_WORK ORDER_. Print the line that contains "Keypoint placement: for each instance of the wooden scaffolding" and every line that follows it in the data below, ending with the final line; include nothing else.

_RECORDS FOR THIS TASK_.
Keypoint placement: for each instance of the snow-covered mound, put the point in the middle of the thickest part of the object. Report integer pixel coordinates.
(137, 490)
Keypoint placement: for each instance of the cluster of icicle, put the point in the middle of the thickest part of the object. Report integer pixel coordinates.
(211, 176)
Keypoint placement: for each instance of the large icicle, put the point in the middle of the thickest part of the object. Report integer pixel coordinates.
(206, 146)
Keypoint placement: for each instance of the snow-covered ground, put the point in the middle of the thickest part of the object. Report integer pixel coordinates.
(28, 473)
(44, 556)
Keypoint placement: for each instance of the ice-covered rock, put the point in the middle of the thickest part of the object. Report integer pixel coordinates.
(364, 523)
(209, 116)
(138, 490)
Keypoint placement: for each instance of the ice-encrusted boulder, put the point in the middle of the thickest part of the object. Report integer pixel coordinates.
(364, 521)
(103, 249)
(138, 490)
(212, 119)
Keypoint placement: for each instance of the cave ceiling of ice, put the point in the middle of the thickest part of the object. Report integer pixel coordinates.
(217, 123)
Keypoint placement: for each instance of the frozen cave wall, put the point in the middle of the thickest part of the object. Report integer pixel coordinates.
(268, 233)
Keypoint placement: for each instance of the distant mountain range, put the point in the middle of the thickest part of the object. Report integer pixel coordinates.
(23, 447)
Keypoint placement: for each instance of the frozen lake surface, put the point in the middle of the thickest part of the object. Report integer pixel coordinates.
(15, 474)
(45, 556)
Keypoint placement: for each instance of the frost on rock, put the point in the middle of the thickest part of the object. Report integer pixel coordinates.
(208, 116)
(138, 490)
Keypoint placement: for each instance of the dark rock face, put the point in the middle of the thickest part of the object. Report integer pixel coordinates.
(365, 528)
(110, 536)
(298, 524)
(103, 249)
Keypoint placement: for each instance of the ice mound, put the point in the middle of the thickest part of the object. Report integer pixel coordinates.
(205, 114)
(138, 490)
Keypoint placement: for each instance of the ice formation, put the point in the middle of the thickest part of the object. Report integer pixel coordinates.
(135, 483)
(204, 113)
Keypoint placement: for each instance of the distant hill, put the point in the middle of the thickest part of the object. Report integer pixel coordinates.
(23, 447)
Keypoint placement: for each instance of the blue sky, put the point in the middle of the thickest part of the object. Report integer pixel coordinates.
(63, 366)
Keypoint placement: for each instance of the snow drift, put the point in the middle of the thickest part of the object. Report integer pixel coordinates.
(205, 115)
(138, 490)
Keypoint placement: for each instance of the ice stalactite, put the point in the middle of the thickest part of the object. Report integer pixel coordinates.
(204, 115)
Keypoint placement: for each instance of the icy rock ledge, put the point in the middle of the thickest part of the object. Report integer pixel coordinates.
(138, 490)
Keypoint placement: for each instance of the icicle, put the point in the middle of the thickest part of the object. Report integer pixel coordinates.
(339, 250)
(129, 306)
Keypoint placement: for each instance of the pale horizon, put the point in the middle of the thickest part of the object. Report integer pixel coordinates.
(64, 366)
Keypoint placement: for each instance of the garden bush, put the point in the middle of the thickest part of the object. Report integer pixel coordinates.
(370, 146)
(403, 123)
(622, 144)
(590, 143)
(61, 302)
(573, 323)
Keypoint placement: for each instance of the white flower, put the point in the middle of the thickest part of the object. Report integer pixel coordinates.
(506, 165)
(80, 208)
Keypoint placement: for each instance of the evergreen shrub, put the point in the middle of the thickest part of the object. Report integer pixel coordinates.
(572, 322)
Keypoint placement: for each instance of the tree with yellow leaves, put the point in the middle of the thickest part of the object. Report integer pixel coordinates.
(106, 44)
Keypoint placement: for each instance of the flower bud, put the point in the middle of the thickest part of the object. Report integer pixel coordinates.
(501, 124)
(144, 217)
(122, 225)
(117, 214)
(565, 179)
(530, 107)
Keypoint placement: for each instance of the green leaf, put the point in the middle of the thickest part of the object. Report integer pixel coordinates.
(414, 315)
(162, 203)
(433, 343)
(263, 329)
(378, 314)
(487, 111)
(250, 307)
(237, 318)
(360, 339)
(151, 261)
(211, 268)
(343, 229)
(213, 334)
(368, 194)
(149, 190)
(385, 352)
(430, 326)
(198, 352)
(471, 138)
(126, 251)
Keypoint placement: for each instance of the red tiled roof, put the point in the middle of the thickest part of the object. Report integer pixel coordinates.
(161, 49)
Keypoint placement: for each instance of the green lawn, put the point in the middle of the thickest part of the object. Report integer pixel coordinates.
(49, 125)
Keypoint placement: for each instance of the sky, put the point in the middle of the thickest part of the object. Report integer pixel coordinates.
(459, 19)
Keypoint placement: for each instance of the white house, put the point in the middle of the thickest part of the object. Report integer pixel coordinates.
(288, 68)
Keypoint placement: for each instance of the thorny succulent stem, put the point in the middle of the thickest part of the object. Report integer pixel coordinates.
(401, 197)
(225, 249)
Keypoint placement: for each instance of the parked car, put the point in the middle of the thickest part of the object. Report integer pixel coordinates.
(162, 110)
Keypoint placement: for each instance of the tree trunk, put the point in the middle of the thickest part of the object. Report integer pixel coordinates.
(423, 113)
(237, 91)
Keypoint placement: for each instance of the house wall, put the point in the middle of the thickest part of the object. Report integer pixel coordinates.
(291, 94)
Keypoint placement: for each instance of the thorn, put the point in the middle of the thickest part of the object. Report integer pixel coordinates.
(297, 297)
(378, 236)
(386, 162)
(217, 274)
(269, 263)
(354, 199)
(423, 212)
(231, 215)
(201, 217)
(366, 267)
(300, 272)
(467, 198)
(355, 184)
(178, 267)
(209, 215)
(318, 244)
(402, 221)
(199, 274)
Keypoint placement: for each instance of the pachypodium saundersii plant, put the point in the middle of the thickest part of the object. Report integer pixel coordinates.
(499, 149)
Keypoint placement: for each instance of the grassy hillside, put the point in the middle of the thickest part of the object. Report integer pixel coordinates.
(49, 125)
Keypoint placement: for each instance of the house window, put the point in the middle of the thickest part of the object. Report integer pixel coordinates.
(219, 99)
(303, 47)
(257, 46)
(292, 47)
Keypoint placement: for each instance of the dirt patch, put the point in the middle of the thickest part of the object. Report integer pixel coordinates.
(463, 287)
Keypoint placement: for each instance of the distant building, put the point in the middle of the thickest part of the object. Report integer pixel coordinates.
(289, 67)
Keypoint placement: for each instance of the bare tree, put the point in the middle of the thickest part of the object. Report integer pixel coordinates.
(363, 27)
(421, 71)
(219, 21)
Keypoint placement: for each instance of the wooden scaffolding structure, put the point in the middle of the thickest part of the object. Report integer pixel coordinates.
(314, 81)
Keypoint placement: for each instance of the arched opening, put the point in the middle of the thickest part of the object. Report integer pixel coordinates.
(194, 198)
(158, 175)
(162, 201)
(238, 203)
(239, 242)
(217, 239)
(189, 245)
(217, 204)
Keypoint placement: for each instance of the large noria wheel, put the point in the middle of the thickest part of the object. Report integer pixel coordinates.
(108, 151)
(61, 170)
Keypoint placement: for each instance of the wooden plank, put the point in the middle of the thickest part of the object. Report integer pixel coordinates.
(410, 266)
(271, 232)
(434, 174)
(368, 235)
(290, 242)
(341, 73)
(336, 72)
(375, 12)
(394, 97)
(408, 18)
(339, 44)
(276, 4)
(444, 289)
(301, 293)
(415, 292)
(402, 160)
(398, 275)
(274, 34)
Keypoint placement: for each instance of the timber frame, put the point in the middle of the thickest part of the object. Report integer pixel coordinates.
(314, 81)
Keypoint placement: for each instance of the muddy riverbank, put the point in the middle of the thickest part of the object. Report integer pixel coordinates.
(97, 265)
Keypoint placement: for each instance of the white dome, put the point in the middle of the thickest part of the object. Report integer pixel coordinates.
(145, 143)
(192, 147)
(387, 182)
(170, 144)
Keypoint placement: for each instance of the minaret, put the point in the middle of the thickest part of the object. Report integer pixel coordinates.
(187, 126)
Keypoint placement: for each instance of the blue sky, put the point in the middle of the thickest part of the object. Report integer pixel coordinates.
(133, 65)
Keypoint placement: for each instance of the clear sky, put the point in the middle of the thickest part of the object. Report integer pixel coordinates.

_OUTPUT BELOW_.
Keypoint placement: for each instance of the wooden scaffolding structure, put the point in the middle of the thickest part of the object. Report integer pixel coordinates.
(314, 81)
Keypoint placement: for each instance of the arched opening, put the point in the middle of the thickest part of the object. Report integer pixel coordinates.
(194, 198)
(158, 175)
(162, 201)
(238, 203)
(239, 242)
(217, 239)
(189, 245)
(217, 204)
Keypoint placement: for each instance of the large noria wheel, put the point in the middle of the thickest part of the object. Report integer pixel coordinates.
(108, 151)
(61, 170)
Keypoint placement: for each instance of the wooden plank, put the point in the middle of the thickest part of the object. Report integer pixel coordinates.
(410, 266)
(271, 232)
(434, 174)
(368, 235)
(290, 242)
(341, 73)
(336, 72)
(375, 12)
(394, 97)
(408, 18)
(339, 44)
(276, 4)
(444, 289)
(301, 293)
(415, 292)
(402, 160)
(398, 275)
(274, 34)
Keypoint placement: for each instance of the timber frame, put the point in the middle of the thickest part of the object. Report integer pixel coordinates.
(314, 81)
Keypoint placement: for each instance of the muddy riverbank, put the point in the middle of the thickest part of the object. Report integer pixel coordinates.
(97, 265)
Keypoint placement: for each instance of the white dome, put the point in the middle of the thickest part of the object. Report integer pixel coordinates.
(145, 143)
(192, 147)
(387, 182)
(170, 144)
Keypoint placement: for each instance of the minaret, put the point in the middle of the thickest part of the object. Report integer pixel coordinates.
(187, 126)
Keypoint placement: for each instance of the blue sky, put the point in the middle of the thickest part of the object. Report integer pixel coordinates.
(133, 65)
Keypoint placement: for each instance of the clear sky, put the point in the middle of the thickest part of the object. Report integer pixel coordinates.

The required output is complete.